BRIEF A:
Copy the text on Henricia pumila from "Henricia pumila, commonly" to "from H. leviuscula.".
BRIEF B:
According to the text on Henricia pumila, in what year was H. pumila officially recognized as a separate species?
BRIEF C:
Pick up the text on Henricia pumila after its final sentence and keep writing.

SELECTED PASSAGE:
########
Henricia pumila, commonly known as the dwarf mottled henricia, is a species of blood star, a starfish in the family Echinasteridae.

== Taxonomy ==
Previously considered conspecific with Henricia leviuscula, H. pumila was officially recognized as a separate species in 2010. Its small adult size, external brooding method of reproduction, and details in its morphology, such as its mottled appearance, distinguish it from H. leviuscula.

Its specific epithet, pumila, comes from the Latin for "dwarf".

== Distribution ==
H. pumila occurs in the cool, shallow waters of the eastern Pacific Ocean, ranging along the North American coast from near Sitka, Alaska, to Ensenada, Baja California. It is much less common in the Southern Californian stretch of its range, with only a handful of sightings along the coasts of the Channel Islands, Santa Barbara, and San Diego. H. pumila is often observed in the low intertidal, where it can be spotted in tide pools at low tide.
########
[Annotated photo localization data]
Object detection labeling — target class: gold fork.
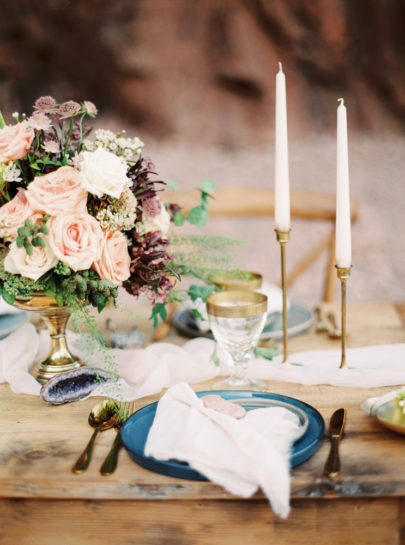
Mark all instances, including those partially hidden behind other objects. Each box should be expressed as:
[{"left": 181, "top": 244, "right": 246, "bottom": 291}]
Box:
[{"left": 100, "top": 401, "right": 135, "bottom": 475}]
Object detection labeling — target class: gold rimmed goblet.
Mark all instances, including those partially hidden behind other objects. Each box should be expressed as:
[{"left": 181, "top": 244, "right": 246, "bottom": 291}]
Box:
[{"left": 206, "top": 290, "right": 267, "bottom": 389}]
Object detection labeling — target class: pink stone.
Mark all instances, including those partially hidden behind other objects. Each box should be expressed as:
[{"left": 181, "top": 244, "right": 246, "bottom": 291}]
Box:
[{"left": 202, "top": 394, "right": 246, "bottom": 419}]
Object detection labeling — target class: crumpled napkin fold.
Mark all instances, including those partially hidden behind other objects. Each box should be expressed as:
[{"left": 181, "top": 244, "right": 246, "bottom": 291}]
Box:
[
  {"left": 145, "top": 382, "right": 299, "bottom": 518},
  {"left": 0, "top": 323, "right": 405, "bottom": 400}
]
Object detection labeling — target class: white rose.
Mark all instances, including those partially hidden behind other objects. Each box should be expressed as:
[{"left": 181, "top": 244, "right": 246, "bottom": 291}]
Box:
[
  {"left": 4, "top": 237, "right": 58, "bottom": 280},
  {"left": 142, "top": 200, "right": 170, "bottom": 236},
  {"left": 78, "top": 148, "right": 130, "bottom": 199}
]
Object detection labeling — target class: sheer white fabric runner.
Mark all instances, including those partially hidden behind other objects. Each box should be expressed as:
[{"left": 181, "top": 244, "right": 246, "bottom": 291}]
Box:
[
  {"left": 0, "top": 323, "right": 405, "bottom": 399},
  {"left": 145, "top": 382, "right": 299, "bottom": 518}
]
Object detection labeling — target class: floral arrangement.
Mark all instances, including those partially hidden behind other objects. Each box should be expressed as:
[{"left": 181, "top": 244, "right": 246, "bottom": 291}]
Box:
[{"left": 0, "top": 96, "right": 181, "bottom": 311}]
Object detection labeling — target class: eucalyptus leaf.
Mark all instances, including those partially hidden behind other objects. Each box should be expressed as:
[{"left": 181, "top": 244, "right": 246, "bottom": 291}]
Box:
[
  {"left": 188, "top": 205, "right": 209, "bottom": 227},
  {"left": 187, "top": 284, "right": 216, "bottom": 301},
  {"left": 2, "top": 289, "right": 15, "bottom": 305},
  {"left": 173, "top": 212, "right": 186, "bottom": 227}
]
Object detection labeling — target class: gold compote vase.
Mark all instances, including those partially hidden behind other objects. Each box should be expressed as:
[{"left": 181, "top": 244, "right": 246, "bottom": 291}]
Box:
[{"left": 14, "top": 293, "right": 84, "bottom": 384}]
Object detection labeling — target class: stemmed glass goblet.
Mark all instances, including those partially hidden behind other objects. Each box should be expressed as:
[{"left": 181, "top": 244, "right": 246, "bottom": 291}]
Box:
[{"left": 206, "top": 290, "right": 267, "bottom": 388}]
########
ANSWER SPACE A:
Henricia pumila, commonly known as the dwarf mottled henricia, is a species of blood star, a starfish in the family Echinasteridae.

== Taxonomy ==
Previously considered conspecific with Henricia leviuscula, H. pumila was officially recognized as a separate species in 2010. Its small adult size, external brooding method of reproduction, and details in its morphology, such as its mottled appearance, distinguish it from H. leviuscula.

ANSWER SPACE B:
2010

ANSWER SPACE C:
== Description ==
The dwarf mottled henricia typically has five short, yet slender arms (also called rays) which evenly taper to a blunt tip. Four- or six-armed individuals may occur, but are rare. The aboral (dorsal) side of its body ranges from orange, reddish orange, or purplish red in color, mottled with pale orange, cream, or lavender—its oral (ventral) side is yellow or cream. Its aboral surface is dotted with pseudopaxillae (columnar skeletal plates which are topped with small spines) which bear brush-like clusters of crystalline spines, lending the dwarf mottled henricia a textured appearance. Like other starfishes, H. pumila locomotes using tube feet.

== Ecology ==

=== Reproduction ===
The dwarf mottled henricia is a brooding species which has been observed brooding its young from January to April. It is assumed that H. pumila has distinct sexes, but it is possible it may display hermaphroditism in its tissues, as seen in some other brooding marine invertebrates. Once the eggs are shed through the oral gonopores, the brooding parent spirals its arms around a raised oral disc, under which the embryos are brooded until they emerge as free-crawling juveniles.